- Job -
Display each line of the material below that contains the string "negative".

• • • • • • •

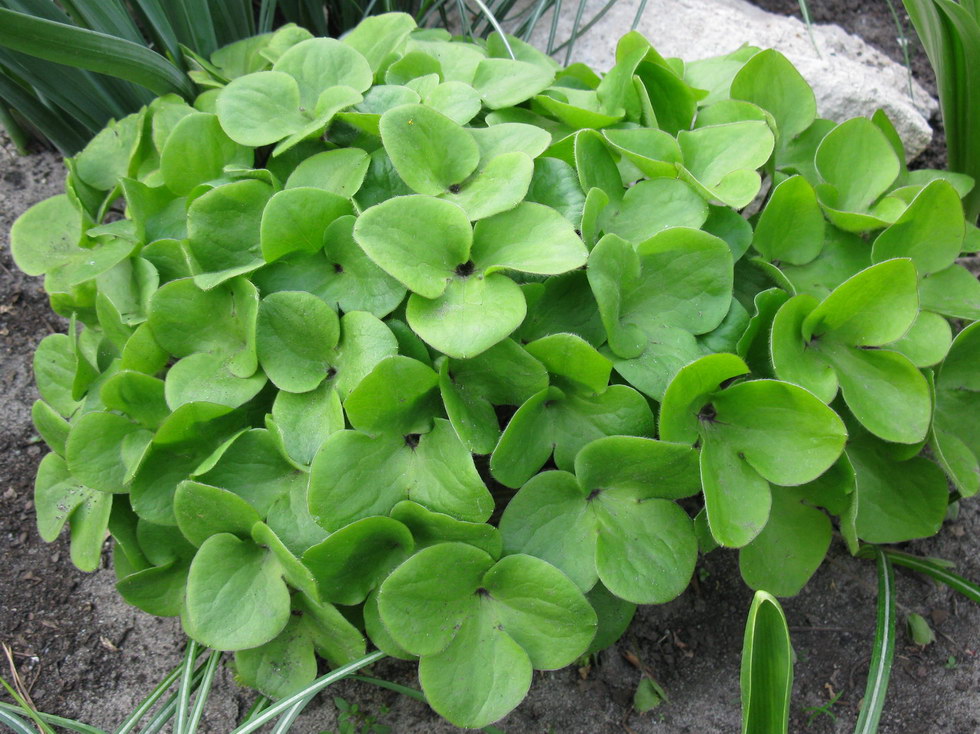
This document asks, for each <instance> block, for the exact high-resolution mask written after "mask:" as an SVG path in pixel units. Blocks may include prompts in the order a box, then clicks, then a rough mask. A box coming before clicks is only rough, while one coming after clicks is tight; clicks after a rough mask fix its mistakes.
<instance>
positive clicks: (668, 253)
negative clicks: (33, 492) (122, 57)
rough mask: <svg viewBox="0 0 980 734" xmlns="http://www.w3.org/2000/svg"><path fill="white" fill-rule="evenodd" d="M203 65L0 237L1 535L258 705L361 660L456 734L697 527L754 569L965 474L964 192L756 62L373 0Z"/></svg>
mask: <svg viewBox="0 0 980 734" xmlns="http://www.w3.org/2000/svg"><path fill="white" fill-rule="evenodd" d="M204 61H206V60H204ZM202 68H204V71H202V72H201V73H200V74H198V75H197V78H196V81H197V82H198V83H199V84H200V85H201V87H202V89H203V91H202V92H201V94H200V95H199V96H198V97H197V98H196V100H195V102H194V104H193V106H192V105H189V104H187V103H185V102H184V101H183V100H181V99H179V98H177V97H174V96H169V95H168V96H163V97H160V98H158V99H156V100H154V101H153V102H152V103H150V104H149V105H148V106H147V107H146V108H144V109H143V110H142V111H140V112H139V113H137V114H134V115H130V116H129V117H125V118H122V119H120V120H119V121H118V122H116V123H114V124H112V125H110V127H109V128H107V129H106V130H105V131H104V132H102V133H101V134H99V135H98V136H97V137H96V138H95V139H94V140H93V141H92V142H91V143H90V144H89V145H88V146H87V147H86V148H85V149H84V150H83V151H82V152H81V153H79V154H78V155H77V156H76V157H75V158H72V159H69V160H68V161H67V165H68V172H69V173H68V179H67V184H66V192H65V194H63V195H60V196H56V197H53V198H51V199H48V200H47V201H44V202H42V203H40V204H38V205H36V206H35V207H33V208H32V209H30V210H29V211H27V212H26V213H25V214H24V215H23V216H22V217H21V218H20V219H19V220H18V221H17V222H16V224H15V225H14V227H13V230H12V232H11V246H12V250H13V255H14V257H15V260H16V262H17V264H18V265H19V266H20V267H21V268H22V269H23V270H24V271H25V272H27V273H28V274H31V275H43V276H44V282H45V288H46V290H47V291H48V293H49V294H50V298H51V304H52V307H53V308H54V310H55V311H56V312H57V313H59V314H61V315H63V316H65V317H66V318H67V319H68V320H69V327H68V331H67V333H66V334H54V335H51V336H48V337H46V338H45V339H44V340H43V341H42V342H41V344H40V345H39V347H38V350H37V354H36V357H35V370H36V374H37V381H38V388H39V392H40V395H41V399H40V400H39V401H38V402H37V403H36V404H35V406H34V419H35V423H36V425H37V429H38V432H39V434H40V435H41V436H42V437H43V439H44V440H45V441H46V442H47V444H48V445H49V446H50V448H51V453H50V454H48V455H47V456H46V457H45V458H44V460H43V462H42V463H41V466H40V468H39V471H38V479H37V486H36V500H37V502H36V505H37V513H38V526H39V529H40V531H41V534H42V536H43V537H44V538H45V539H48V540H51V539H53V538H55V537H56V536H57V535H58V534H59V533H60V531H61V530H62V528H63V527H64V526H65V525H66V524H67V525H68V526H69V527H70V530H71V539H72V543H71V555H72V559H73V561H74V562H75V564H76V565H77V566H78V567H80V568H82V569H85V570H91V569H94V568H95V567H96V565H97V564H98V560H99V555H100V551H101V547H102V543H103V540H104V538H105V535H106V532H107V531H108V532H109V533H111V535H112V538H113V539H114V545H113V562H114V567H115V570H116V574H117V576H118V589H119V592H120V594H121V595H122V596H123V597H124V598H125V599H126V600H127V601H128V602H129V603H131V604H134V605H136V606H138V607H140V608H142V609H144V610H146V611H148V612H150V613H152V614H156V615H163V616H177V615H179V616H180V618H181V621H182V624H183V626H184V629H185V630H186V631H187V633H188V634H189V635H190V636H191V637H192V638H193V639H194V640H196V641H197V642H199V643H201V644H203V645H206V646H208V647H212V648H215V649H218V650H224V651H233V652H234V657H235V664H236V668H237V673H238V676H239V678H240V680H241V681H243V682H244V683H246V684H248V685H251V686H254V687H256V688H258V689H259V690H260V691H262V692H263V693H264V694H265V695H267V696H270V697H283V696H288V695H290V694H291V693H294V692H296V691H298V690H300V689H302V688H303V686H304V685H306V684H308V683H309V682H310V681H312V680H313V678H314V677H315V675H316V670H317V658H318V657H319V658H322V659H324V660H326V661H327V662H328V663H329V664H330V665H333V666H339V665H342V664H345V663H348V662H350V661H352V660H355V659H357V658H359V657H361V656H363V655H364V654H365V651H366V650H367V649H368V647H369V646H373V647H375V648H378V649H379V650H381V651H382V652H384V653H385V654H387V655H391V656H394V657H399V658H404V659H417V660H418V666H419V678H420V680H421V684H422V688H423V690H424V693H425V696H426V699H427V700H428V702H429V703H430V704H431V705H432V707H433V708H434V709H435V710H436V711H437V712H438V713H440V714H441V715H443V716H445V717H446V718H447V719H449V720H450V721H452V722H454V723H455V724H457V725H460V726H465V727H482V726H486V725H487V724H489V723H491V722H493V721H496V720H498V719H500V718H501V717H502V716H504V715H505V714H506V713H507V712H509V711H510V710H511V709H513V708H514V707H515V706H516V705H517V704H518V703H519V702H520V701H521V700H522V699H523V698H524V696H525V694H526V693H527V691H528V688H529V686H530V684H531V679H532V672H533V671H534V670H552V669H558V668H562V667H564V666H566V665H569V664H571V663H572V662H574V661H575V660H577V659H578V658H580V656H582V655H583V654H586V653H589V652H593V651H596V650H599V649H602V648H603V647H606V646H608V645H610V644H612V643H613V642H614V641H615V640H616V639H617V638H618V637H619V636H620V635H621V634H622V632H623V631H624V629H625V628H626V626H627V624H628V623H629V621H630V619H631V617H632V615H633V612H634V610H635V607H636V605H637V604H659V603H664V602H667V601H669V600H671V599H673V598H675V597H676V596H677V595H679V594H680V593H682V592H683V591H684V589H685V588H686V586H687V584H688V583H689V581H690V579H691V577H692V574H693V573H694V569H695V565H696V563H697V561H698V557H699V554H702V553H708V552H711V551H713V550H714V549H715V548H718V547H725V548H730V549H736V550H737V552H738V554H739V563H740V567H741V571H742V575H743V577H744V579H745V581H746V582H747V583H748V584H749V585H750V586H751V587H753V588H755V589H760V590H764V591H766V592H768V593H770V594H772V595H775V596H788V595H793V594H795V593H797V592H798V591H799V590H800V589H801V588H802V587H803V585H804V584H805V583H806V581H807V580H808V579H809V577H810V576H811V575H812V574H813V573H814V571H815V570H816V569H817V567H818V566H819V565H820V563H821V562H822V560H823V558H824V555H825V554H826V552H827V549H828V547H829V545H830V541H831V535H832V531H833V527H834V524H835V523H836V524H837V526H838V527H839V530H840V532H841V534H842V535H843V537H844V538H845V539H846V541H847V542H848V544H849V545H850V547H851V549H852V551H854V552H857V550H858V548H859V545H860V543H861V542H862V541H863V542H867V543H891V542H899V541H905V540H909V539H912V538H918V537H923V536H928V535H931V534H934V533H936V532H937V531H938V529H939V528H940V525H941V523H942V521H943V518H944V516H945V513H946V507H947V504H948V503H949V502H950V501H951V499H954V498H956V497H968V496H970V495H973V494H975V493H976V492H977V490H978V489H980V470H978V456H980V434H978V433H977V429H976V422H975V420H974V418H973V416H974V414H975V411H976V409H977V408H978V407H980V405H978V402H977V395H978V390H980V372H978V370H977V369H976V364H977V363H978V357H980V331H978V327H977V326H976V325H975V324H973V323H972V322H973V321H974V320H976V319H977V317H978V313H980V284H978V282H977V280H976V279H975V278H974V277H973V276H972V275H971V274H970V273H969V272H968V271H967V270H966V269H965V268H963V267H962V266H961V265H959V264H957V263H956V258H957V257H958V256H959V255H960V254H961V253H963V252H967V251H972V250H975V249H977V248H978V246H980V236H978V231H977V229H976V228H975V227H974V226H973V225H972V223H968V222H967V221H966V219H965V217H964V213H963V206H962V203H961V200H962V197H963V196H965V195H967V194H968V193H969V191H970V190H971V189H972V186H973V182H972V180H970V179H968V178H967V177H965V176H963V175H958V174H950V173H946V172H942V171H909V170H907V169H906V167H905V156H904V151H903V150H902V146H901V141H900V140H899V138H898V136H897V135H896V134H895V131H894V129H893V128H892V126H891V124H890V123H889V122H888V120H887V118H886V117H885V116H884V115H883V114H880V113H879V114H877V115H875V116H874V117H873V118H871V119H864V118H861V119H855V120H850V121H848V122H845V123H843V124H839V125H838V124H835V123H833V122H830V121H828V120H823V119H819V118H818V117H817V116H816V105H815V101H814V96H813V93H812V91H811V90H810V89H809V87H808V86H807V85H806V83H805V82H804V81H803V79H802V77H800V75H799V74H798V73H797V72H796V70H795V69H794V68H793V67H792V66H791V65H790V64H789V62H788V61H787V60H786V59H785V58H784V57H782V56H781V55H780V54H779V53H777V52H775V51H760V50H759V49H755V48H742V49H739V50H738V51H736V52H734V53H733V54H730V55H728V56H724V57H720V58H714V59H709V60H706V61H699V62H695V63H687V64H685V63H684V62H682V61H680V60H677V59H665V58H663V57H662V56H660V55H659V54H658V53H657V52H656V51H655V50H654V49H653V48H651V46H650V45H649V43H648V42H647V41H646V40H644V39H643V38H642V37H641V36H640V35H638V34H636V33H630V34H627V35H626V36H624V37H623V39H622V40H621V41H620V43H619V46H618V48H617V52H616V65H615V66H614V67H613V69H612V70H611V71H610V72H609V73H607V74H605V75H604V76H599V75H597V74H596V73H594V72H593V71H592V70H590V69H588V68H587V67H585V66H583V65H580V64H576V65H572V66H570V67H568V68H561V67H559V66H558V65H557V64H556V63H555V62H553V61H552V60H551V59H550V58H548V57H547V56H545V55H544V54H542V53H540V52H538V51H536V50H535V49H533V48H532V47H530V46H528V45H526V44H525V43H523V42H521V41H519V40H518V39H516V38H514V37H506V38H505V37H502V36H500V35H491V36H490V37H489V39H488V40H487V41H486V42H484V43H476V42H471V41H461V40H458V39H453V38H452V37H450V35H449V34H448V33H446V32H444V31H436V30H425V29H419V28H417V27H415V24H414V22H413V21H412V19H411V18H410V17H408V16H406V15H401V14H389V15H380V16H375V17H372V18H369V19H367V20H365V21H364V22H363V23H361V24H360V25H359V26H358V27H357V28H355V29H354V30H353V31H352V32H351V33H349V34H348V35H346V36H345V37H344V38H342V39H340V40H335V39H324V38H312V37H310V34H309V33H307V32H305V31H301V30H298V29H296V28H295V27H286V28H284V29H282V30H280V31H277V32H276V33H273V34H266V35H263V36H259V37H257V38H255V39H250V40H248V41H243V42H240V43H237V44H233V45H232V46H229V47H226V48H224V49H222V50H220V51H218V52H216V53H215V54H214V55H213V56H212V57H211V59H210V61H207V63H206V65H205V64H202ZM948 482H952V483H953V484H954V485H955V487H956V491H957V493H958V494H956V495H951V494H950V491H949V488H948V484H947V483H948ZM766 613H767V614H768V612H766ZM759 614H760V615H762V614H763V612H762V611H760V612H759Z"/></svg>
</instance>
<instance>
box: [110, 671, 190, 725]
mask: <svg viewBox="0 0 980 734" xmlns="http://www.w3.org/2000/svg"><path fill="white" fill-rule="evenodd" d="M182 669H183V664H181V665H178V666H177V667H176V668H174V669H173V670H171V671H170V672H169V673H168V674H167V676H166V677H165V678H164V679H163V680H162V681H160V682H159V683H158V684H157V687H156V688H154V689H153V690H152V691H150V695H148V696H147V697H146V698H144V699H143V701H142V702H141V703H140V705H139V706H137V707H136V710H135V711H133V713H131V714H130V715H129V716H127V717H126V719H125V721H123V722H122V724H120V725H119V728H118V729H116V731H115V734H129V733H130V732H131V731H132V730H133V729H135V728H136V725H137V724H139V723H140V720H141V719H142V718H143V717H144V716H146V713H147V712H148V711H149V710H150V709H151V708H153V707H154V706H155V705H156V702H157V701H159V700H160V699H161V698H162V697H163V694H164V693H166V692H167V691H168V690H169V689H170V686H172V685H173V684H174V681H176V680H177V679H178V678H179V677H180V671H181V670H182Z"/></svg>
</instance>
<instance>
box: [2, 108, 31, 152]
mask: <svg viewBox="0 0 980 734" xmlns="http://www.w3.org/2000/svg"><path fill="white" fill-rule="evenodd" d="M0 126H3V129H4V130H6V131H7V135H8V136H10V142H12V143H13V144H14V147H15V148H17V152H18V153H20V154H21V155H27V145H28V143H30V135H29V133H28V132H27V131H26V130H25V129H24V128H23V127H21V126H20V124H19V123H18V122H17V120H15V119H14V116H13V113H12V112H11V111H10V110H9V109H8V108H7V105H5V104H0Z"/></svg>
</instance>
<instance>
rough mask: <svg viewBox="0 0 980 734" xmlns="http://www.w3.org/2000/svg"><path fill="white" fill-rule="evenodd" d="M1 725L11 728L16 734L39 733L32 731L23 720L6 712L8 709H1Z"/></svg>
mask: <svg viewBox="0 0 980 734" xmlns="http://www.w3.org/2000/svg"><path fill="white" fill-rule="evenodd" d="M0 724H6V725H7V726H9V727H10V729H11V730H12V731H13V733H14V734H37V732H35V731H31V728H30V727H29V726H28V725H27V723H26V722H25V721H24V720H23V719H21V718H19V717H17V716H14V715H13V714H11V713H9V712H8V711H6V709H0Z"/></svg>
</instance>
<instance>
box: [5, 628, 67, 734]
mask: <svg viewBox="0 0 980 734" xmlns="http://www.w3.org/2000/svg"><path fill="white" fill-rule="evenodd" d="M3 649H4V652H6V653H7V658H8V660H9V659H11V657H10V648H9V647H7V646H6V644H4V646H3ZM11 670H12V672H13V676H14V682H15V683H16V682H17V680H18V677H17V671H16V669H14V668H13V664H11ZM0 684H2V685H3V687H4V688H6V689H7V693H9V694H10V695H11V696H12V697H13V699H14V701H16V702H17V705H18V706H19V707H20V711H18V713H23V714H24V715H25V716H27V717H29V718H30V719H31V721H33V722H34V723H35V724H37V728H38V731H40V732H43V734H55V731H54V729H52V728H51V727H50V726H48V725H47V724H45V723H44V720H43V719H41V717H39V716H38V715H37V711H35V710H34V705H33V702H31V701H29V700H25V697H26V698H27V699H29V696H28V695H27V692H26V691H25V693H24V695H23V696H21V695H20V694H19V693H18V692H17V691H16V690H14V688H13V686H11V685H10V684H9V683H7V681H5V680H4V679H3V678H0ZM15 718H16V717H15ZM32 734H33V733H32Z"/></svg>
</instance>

• • • • • • •

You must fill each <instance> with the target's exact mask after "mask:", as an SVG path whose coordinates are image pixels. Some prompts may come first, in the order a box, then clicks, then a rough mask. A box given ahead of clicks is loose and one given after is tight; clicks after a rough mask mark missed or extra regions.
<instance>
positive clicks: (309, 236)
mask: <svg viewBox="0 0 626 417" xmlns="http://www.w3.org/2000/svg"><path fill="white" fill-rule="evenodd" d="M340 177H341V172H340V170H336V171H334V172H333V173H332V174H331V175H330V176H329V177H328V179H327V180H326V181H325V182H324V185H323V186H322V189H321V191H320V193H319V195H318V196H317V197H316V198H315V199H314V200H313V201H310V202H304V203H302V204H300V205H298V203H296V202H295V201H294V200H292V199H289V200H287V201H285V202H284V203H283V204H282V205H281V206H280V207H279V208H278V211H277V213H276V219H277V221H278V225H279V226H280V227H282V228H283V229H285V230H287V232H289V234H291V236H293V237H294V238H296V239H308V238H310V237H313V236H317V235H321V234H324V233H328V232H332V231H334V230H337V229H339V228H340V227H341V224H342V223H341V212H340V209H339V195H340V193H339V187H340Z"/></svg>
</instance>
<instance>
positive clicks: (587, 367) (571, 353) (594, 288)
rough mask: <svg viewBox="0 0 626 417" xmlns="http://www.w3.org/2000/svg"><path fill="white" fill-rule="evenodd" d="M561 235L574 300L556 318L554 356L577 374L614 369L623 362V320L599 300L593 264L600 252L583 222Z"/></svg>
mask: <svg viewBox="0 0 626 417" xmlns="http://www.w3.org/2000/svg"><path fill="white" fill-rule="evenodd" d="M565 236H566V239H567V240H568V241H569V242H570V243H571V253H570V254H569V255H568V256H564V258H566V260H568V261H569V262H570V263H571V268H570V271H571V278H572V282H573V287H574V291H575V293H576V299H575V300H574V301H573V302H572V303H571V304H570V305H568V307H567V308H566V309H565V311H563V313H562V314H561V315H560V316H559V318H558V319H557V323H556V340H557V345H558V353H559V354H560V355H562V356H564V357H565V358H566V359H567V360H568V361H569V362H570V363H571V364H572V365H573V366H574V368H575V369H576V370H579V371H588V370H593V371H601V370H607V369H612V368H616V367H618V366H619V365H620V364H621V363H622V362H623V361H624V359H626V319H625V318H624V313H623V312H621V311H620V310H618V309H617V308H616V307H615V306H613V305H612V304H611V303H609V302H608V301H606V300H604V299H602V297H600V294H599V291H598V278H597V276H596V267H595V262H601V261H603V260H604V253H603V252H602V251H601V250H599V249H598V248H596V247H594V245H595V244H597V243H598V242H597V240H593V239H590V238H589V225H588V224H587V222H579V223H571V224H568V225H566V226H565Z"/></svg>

• • • • • • •

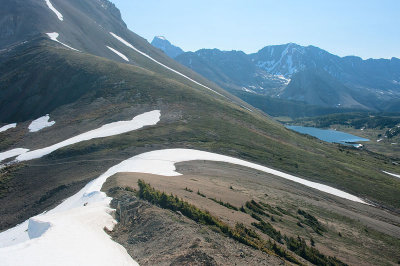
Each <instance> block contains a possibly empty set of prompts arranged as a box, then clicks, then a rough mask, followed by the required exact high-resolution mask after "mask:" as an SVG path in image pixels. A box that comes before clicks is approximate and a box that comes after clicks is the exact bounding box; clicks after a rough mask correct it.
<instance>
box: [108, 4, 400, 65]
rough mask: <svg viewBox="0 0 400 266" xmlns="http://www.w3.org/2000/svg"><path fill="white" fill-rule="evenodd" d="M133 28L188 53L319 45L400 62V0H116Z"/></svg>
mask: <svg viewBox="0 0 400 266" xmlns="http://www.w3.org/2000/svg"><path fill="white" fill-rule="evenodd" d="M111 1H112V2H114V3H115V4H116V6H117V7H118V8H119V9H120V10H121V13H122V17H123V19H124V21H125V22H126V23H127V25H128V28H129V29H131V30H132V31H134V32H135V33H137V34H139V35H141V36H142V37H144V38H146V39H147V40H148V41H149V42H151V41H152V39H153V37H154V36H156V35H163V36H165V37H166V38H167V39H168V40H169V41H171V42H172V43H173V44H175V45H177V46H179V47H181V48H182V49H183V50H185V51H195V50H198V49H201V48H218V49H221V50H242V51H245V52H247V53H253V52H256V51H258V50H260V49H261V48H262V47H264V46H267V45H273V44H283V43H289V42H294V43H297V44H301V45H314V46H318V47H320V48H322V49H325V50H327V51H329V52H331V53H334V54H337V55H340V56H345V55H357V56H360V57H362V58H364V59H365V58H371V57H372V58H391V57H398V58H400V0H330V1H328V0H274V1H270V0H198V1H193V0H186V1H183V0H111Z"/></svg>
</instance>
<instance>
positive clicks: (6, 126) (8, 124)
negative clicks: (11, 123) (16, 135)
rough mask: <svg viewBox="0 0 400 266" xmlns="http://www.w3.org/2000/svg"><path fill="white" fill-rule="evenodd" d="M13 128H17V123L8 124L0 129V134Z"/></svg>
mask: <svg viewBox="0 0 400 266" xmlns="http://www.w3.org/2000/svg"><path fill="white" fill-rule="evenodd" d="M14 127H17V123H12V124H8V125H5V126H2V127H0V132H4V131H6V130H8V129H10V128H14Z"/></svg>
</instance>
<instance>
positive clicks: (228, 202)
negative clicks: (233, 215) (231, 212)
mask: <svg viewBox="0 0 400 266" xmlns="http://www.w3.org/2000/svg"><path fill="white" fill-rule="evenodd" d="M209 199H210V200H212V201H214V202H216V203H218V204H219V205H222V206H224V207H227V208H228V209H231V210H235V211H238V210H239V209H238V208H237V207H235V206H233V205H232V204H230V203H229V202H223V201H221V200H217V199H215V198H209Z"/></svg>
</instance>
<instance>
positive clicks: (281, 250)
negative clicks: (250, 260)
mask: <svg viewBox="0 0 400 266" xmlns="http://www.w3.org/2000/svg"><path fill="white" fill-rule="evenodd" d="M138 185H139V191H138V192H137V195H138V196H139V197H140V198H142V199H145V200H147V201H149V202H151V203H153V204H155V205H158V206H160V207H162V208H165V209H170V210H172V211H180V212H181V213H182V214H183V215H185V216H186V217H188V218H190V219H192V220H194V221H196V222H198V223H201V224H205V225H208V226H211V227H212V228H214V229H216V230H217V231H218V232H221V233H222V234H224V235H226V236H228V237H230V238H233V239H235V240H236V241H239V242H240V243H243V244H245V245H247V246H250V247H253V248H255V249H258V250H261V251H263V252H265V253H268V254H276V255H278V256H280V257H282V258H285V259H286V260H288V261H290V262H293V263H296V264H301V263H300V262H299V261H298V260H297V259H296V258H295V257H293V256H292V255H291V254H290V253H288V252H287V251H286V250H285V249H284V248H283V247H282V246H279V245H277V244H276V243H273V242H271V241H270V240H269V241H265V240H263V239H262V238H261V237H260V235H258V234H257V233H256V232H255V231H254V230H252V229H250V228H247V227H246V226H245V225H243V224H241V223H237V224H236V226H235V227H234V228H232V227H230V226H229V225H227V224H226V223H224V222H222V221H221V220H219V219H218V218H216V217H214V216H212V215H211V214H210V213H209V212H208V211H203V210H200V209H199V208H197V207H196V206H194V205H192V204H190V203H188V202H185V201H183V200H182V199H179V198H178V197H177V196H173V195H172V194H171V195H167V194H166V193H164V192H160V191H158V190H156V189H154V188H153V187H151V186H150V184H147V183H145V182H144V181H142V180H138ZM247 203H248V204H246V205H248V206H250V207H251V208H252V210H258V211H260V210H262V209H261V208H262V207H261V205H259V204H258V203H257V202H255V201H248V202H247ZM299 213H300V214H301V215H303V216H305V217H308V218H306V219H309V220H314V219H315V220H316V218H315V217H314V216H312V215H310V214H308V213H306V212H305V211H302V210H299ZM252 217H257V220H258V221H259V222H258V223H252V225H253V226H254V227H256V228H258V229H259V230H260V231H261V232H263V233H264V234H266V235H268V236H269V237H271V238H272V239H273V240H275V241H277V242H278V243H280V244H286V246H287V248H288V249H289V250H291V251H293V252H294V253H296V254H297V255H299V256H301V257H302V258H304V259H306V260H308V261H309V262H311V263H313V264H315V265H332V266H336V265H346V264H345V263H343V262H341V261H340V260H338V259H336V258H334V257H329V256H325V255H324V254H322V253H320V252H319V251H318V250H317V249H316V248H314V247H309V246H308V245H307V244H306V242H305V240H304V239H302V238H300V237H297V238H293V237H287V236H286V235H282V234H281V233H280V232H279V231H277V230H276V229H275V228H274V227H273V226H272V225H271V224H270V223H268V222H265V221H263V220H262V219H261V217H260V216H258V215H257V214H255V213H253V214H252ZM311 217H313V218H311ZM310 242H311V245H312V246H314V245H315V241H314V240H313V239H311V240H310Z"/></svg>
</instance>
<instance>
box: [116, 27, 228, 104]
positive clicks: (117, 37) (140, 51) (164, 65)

• • • • • • •

- Response area -
negative clicks: (33, 492) (122, 57)
negative clicks: (11, 123) (16, 135)
negative clicks: (233, 215) (231, 212)
negative clicks: (250, 260)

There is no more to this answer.